■ Work to complete: Which lines in the items below contain the string "above"? Copy each of those lines in full.

■ Data shown:
* START *
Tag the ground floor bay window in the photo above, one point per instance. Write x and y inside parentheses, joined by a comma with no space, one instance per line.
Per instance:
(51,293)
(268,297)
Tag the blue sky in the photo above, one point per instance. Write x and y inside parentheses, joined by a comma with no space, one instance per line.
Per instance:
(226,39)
* END *
* START *
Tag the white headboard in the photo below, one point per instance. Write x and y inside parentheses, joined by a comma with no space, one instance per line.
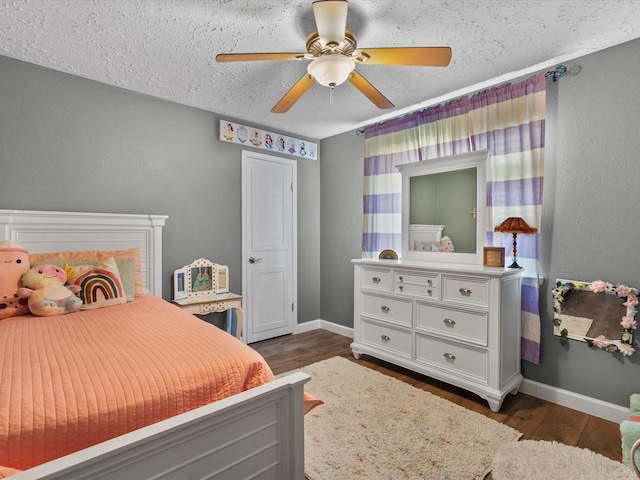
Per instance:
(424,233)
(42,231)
* END *
■ Solution below:
Tag the ground floor bay window in the photo above, one point per instance. Write x and y inside parentheses, joined by a comma with no space, one instance per line.
Tag the blue sky in the photo above, one point per instance. Write x and y inside parentheses, joined by a comma with no space, one instance per line.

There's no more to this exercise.